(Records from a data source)
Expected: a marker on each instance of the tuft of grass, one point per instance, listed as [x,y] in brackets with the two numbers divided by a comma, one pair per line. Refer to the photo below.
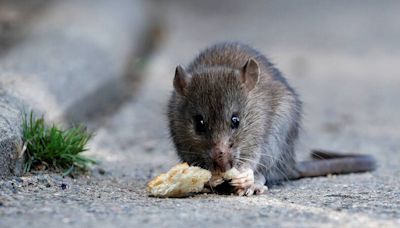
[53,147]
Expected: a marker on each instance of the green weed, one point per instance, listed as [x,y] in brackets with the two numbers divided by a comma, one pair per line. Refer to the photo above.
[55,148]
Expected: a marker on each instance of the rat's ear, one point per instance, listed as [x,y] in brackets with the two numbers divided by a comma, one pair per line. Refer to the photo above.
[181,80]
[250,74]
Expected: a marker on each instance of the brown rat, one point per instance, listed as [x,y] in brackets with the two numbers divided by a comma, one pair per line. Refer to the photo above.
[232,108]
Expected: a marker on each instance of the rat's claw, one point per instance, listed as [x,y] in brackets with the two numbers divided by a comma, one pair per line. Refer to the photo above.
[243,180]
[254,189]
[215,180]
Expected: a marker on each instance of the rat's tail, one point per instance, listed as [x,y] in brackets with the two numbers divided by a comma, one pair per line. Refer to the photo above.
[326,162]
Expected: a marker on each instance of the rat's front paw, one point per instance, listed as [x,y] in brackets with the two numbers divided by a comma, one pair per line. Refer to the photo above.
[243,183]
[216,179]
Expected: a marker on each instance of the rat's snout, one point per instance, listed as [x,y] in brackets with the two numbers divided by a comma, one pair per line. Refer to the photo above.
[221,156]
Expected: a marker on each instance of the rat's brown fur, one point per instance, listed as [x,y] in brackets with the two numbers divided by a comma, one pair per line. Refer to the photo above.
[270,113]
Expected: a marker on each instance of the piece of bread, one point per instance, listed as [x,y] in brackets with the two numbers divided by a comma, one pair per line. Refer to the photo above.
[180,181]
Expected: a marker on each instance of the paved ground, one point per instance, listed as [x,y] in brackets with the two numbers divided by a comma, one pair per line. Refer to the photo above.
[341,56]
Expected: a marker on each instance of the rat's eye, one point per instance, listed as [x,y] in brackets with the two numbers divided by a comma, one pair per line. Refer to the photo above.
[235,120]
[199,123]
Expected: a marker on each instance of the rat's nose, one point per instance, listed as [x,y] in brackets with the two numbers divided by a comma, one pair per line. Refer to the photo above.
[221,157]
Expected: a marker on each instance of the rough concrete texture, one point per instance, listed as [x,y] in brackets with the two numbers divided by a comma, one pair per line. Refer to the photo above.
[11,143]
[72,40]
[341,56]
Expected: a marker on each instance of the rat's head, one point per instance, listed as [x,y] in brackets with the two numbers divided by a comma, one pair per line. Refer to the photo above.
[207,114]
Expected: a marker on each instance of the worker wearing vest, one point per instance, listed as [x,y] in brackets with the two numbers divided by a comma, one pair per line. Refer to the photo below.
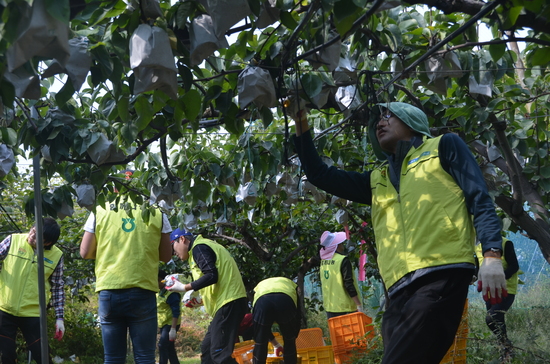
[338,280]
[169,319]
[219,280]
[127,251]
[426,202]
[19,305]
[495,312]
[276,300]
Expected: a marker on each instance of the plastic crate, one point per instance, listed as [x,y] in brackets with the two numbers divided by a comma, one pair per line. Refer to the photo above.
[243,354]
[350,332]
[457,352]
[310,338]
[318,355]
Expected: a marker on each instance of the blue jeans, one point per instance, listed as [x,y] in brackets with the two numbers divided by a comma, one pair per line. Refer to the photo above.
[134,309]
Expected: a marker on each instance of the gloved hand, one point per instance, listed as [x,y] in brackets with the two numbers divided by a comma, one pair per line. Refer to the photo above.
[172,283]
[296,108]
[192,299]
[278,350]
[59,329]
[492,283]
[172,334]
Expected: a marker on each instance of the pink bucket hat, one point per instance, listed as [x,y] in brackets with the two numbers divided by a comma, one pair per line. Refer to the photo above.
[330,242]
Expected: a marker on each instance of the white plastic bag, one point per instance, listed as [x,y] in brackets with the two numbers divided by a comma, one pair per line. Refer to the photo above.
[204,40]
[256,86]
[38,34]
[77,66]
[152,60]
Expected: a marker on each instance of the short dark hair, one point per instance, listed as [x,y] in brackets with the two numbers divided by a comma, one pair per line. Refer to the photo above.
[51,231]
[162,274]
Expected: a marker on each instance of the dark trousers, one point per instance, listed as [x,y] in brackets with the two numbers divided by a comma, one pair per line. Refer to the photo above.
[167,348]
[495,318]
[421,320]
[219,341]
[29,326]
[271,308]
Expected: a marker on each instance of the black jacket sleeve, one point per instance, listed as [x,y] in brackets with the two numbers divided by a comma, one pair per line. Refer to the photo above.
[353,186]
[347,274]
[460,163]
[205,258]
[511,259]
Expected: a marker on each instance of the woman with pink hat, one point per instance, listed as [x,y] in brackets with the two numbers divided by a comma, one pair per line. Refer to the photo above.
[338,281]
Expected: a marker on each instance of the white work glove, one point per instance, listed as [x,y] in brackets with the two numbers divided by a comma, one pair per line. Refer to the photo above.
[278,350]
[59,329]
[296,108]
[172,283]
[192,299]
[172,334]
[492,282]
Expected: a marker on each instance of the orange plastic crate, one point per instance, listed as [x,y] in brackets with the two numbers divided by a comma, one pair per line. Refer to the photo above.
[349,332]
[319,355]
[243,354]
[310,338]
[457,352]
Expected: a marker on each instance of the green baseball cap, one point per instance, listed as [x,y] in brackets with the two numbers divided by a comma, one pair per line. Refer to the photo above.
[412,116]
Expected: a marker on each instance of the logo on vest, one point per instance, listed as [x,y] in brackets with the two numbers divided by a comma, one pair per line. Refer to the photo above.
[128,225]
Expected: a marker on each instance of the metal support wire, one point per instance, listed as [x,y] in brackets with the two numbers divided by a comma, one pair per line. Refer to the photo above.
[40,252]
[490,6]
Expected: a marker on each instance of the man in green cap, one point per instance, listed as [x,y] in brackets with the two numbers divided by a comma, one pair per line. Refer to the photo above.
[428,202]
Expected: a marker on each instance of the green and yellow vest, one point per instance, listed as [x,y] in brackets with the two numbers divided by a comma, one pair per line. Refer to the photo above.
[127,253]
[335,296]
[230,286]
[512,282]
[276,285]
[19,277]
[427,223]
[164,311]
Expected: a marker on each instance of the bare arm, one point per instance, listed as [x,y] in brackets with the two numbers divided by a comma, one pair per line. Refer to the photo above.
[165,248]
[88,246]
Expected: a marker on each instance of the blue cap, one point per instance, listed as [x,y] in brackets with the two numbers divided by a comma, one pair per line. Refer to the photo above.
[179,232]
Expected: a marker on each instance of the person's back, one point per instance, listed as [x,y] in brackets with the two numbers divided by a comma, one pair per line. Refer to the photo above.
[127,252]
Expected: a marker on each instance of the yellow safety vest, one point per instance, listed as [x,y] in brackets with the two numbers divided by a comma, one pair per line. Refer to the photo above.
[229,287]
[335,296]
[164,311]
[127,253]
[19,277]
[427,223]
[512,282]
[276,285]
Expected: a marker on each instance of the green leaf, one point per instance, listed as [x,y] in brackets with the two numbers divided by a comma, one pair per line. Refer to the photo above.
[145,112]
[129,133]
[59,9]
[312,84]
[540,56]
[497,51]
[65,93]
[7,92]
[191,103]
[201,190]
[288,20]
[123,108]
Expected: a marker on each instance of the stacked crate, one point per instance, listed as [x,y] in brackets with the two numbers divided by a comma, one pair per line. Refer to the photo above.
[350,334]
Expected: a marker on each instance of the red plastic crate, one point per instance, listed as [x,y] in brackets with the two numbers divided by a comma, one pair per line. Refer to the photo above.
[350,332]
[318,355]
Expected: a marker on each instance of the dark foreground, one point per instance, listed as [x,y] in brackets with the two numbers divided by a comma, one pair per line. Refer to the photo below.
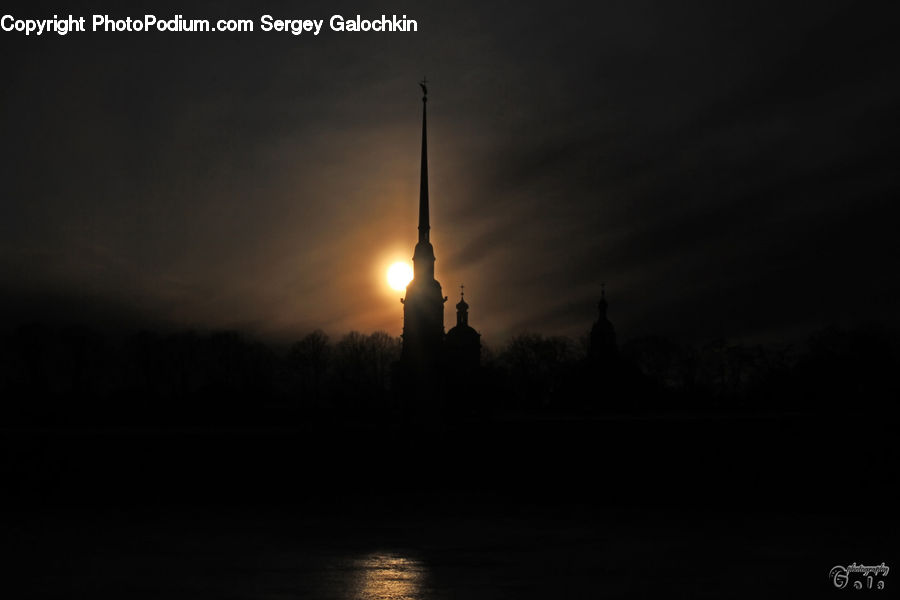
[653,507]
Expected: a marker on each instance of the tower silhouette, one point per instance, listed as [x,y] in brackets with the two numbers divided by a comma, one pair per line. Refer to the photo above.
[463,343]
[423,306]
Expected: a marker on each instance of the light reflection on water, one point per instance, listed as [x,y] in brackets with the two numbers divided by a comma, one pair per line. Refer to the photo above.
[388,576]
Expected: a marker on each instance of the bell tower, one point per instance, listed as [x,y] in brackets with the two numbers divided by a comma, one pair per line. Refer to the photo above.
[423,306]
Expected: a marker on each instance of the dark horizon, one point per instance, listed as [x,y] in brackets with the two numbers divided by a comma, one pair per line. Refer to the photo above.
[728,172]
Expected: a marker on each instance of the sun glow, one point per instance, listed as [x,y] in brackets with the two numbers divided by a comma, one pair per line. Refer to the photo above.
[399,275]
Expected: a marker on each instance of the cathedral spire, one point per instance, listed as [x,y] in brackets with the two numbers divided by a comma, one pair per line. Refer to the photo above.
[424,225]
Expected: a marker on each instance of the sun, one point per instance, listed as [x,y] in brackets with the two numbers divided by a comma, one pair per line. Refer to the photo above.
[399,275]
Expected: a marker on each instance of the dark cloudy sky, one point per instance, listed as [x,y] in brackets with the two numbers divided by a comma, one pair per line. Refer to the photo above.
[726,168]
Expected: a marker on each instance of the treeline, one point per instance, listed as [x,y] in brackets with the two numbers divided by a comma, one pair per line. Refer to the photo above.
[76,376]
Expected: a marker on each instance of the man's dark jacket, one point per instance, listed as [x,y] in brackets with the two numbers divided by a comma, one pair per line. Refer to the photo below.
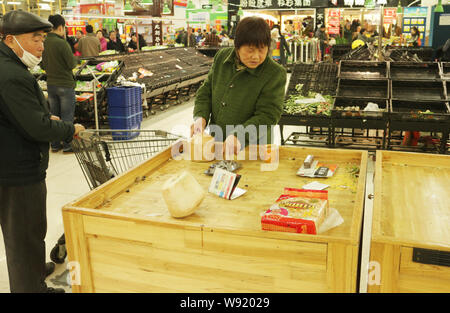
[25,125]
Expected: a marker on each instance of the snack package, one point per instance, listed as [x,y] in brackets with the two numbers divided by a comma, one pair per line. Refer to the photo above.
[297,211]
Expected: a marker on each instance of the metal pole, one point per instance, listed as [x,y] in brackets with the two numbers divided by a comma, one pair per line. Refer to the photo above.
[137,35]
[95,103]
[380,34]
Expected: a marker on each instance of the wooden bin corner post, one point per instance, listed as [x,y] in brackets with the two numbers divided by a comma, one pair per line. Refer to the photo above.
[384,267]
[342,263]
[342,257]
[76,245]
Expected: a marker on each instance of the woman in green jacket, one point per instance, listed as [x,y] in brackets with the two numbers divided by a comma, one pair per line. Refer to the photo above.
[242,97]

▶ _What to do_:
Retype exactly the lines from the one containing "Expected: a marker on each instance of the metal pole, one" through the last line of the records above, including both.

▶ _Completed exercise_:
Expected: a marker on each instance of the metal pole, one point per instance, listed as [x,y] in brackets with the two numbers divided by a comma, one pair per line. Refer to the photo above.
[137,35]
[95,103]
[380,34]
Expected: a marker on each instance of the wooden bin corner post, one point per instance, listed as [x,y] in brackets with the two numbers divided by a comma, one pair per line. Refer to the photo above.
[384,267]
[342,263]
[342,257]
[76,245]
Expected: a marker on each instance of the woman in green jacket, one point per instance, listed as [x,y] in brackets with the two numbers divided by a comma, one pair per line. Refer to the photo above.
[242,97]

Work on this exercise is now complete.